WHAT THE TASK REQUIRES: Turn the material below into a JSON list of strings with one string per line. Skip blank lines and leave out the pictures.

INPUT ROWS:
● ● ● ●

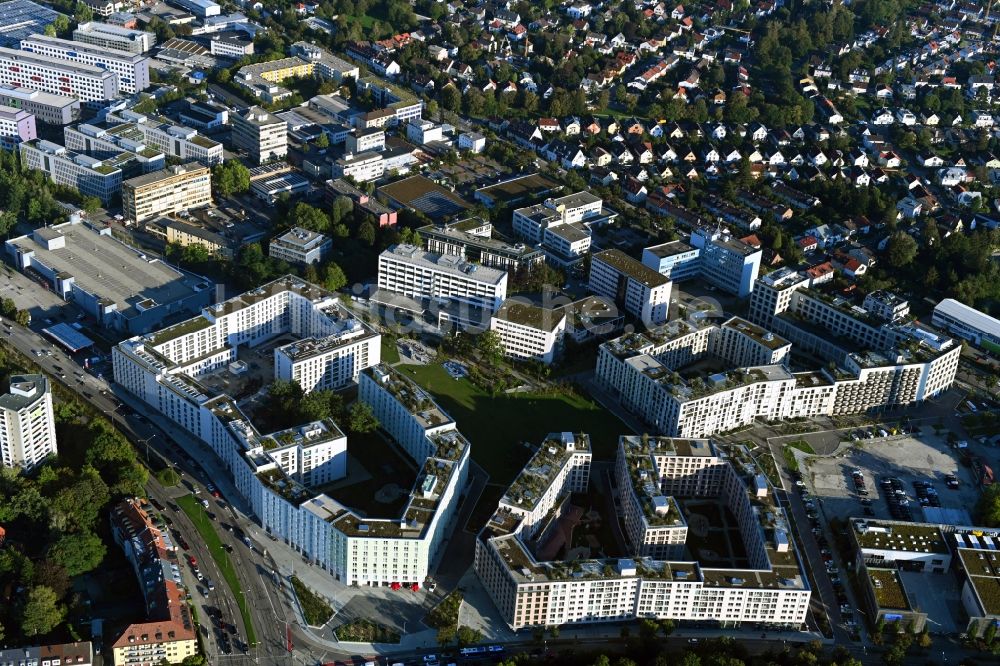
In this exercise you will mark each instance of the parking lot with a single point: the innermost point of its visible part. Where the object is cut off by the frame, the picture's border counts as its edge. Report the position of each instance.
(909, 463)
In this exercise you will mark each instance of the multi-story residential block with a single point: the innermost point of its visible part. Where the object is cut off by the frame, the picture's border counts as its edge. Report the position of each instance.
(529, 332)
(676, 260)
(132, 69)
(173, 140)
(300, 246)
(412, 272)
(727, 262)
(261, 134)
(362, 167)
(166, 192)
(16, 125)
(473, 239)
(637, 289)
(772, 589)
(109, 143)
(169, 633)
(46, 107)
(92, 176)
(968, 323)
(75, 654)
(27, 426)
(56, 75)
(108, 36)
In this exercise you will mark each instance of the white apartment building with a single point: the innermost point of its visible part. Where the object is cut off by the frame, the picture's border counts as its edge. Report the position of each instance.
(300, 246)
(412, 272)
(63, 77)
(132, 69)
(637, 289)
(46, 107)
(109, 36)
(90, 175)
(27, 425)
(529, 332)
(362, 167)
(173, 140)
(166, 192)
(16, 125)
(261, 134)
(641, 371)
(773, 590)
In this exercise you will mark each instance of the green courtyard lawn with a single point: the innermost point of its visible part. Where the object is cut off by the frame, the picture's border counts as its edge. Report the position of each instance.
(207, 530)
(498, 426)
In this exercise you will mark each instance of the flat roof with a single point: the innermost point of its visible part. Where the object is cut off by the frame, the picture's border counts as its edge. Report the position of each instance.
(631, 267)
(528, 314)
(111, 270)
(969, 316)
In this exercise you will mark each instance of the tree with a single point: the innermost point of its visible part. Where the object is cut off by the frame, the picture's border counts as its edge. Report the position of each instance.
(491, 347)
(78, 553)
(42, 612)
(901, 250)
(333, 277)
(361, 418)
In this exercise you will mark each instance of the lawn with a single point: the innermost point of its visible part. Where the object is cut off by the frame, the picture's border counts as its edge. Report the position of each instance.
(207, 530)
(497, 427)
(317, 611)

● ● ● ●

CORRECT RESULT:
[
  "In this exercise you will mark each instance of the parking lot with a single point: the innermost point of its visible part. Where the object is cut off by the frame, the picture's border counts as its edge. Report the position of each instance.",
  "(909, 463)",
  "In this exercise you will mark each instance of the multi-story residential block with a single point: the innermost point of its visible part. Where the object is cut off by the frame, the picture's border counts as its edge. Report the position of each instance.",
  "(529, 332)",
  "(676, 260)",
  "(132, 69)",
  "(173, 140)",
  "(300, 246)",
  "(412, 272)",
  "(727, 262)",
  "(261, 134)",
  "(362, 167)",
  "(166, 192)",
  "(16, 125)",
  "(473, 239)",
  "(637, 289)",
  "(772, 589)",
  "(109, 143)",
  "(169, 633)",
  "(46, 107)",
  "(92, 176)",
  "(968, 323)",
  "(75, 654)",
  "(27, 426)",
  "(56, 75)",
  "(108, 36)",
  "In this exercise you will mark each instance of the white apartment building with a single point: the innermost point of its visible part. Where the object is cut off by the frame, the picture's border counts as its edge. Report the position of each instance.",
  "(300, 246)",
  "(412, 272)",
  "(63, 77)",
  "(132, 69)",
  "(637, 289)",
  "(46, 107)",
  "(109, 36)",
  "(90, 175)",
  "(27, 425)",
  "(529, 332)",
  "(362, 167)",
  "(173, 140)",
  "(166, 192)",
  "(16, 125)",
  "(261, 134)",
  "(641, 371)",
  "(773, 590)",
  "In this exercise you will mark each instance of the green courtyard lawn with a single point: the innermost point of its visible part. Where the object is cut off by the frame, the picture's border counts as its edge. Report the position of each instance.",
  "(207, 530)",
  "(498, 426)",
  "In this exercise you will mark each instance of the flat roof with a single point: the innermost point of its visible part. Where the object is cut off by the frame, the picture's border counts as its edge. Report the position of each instance.",
  "(631, 267)",
  "(528, 314)",
  "(111, 270)",
  "(969, 316)",
  "In this exercise you will mark each instance of the tree with a single point: the innermost point of its visible part. Where the object is cut off by the frame, the picture's border counts as its edge. Report the position of each instance.",
  "(491, 347)",
  "(78, 553)",
  "(42, 612)",
  "(901, 250)",
  "(333, 277)",
  "(361, 418)",
  "In this exercise you will mark each instance of the lawn with a single point: the innermost point of its visible part. Where the object is cut off by the frame, the picture's border counts as its edge. Report the position of each instance.",
  "(207, 530)",
  "(497, 427)",
  "(317, 611)"
]